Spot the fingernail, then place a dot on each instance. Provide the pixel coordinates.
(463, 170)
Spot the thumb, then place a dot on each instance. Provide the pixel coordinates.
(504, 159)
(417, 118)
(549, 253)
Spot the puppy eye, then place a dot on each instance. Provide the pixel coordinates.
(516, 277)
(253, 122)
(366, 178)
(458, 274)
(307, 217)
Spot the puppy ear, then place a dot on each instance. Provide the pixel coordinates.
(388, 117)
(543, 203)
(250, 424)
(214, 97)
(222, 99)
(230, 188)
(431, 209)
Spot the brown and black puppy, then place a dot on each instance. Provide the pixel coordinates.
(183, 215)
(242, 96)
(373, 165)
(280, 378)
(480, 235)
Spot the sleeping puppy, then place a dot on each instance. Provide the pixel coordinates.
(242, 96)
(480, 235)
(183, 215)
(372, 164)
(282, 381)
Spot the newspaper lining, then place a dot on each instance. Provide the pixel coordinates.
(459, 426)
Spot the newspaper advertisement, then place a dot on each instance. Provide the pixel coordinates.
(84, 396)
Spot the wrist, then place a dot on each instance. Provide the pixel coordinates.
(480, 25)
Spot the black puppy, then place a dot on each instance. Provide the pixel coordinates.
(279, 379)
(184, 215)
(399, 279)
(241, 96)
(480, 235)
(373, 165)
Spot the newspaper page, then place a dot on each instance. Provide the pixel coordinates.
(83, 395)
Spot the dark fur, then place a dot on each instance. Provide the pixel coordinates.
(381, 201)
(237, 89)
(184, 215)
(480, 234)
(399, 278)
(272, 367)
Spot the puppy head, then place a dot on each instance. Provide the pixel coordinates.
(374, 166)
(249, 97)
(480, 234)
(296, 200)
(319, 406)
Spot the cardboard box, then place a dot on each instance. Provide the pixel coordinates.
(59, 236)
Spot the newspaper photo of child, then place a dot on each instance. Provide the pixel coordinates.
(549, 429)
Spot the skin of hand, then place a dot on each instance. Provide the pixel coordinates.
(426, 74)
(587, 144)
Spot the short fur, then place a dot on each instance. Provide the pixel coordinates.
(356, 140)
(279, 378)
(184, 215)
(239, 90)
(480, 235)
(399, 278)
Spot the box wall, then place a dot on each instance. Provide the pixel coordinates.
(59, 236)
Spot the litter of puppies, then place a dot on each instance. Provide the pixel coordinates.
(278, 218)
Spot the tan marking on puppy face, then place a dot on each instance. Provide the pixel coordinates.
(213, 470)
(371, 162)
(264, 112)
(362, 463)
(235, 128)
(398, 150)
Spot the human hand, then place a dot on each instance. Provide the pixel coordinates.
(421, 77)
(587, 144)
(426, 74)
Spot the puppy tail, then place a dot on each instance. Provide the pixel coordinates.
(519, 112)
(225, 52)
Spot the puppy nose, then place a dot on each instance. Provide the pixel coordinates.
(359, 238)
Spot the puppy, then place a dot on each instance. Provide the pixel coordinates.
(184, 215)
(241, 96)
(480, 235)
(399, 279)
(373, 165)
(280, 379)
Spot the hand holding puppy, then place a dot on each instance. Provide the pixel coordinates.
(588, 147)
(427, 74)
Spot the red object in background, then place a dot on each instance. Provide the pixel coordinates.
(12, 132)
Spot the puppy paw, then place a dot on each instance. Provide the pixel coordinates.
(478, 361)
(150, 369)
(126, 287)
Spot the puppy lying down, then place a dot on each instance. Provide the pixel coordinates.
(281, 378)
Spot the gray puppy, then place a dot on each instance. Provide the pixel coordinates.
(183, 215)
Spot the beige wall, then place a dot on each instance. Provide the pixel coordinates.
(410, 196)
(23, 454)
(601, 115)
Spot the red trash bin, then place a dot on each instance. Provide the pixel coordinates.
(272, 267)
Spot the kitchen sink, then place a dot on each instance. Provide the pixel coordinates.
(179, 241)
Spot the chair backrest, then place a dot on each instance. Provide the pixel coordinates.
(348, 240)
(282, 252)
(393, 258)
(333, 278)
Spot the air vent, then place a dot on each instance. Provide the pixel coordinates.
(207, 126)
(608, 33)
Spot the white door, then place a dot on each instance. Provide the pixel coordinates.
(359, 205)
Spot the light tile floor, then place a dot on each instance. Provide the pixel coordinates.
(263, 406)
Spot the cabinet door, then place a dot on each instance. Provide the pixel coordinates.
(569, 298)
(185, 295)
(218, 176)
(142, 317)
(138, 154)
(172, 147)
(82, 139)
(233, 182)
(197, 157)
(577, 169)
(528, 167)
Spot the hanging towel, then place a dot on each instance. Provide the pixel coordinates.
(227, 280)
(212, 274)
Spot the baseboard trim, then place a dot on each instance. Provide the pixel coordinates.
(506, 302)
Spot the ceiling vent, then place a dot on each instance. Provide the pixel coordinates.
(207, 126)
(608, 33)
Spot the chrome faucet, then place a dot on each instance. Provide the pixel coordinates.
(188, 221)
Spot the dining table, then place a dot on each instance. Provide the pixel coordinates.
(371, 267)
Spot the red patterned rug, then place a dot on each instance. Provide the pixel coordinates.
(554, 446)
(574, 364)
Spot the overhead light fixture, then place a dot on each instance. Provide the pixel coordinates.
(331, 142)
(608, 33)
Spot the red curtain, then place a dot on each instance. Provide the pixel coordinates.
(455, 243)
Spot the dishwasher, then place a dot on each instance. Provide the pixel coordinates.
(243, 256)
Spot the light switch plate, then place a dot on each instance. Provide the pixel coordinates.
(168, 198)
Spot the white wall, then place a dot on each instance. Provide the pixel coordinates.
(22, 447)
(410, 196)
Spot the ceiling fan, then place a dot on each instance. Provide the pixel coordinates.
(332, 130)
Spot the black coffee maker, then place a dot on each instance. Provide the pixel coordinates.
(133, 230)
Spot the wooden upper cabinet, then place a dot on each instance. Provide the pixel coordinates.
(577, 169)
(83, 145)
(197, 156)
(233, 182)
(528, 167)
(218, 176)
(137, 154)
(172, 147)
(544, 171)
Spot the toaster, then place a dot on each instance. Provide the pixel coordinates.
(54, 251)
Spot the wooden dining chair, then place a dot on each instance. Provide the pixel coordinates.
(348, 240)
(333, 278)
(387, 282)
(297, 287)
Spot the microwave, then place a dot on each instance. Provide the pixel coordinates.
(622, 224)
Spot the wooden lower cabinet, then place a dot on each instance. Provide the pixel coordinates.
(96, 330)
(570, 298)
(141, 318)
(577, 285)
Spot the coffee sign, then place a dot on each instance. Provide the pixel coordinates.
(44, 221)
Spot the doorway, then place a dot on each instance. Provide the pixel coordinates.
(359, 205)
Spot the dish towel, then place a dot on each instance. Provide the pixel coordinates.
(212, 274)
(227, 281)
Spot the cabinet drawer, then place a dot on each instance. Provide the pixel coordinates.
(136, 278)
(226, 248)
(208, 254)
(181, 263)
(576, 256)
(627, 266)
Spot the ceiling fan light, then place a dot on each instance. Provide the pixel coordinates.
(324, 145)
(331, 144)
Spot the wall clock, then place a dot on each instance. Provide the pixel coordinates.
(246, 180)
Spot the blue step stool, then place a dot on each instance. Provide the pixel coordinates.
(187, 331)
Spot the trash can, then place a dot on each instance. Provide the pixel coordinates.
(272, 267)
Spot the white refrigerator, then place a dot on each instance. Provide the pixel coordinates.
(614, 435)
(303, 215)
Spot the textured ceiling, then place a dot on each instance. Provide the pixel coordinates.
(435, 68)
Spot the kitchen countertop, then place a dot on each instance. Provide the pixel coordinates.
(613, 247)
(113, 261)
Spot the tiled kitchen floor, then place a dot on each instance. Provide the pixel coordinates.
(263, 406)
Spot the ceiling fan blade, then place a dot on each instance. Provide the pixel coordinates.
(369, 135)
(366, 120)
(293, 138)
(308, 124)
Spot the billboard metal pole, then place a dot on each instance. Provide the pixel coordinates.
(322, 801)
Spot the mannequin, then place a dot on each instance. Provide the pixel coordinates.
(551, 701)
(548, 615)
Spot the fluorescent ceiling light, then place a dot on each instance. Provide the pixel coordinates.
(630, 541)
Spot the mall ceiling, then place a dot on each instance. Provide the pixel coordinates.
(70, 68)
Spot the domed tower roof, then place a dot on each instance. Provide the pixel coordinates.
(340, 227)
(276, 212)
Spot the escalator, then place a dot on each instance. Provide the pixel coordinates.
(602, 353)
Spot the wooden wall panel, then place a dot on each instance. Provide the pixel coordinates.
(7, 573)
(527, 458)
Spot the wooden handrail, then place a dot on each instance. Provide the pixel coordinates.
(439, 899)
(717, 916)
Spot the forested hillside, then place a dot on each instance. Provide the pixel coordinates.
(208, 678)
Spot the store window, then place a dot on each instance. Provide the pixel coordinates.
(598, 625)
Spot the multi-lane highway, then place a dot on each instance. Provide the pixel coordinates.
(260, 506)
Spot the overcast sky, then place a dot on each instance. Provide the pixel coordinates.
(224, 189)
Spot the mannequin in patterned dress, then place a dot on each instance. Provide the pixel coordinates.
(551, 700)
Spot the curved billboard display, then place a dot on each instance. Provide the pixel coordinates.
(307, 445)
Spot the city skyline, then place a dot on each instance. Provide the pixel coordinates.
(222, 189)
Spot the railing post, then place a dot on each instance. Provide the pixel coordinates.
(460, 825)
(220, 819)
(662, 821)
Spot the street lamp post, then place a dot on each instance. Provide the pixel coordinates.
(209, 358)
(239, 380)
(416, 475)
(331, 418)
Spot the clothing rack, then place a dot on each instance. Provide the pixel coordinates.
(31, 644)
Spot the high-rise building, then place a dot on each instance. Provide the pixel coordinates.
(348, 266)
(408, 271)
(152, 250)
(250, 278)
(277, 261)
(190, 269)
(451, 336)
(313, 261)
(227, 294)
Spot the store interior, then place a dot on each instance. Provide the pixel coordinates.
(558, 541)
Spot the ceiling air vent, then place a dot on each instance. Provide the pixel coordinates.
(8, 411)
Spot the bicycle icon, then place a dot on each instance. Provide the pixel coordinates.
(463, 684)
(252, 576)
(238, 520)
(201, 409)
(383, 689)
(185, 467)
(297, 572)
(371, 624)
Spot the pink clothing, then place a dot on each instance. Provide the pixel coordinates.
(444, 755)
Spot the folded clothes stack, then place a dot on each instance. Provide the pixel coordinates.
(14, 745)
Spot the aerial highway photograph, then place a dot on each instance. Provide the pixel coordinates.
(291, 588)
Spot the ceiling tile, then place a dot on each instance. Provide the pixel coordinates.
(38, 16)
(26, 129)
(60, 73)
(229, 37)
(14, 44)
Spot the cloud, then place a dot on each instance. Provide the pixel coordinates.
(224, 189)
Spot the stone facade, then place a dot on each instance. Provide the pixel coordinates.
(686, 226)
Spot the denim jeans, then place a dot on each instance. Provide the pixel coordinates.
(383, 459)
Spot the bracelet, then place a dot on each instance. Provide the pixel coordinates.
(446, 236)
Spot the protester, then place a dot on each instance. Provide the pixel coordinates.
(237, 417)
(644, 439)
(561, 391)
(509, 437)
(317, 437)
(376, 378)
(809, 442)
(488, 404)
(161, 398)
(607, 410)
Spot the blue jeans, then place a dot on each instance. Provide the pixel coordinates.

• What you will do: Take the line holding "Spot the aerial" and all lines after it through the end of the data, and set them down exactly.

• Reply:
Spot the aerial highway photograph, then place a dot on each instance. Provide the pixel coordinates.
(291, 588)
Spot the ceiling tile, then place a dot on each instance. Provide the pixel coordinates.
(38, 16)
(26, 129)
(60, 73)
(229, 37)
(14, 44)
Spot the cloud, then place a dot on each instance. Provide the pixel coordinates.
(224, 189)
Spot the stone facade, then place a dot on each instance. Provide the pixel coordinates.
(686, 226)
Spot the denim jeans, then place a dot on each instance. Provide the pixel coordinates.
(383, 459)
Spot the bracelet, then place a dot on each instance. Provide the pixel coordinates.
(446, 236)
Spot the protester, then place a dot on each instance. Provide the pixel coordinates.
(237, 417)
(644, 439)
(561, 391)
(509, 437)
(317, 437)
(376, 378)
(809, 442)
(488, 404)
(161, 398)
(607, 410)
Spot the blue jeans, then place a dot on each instance. Provide the pixel coordinates.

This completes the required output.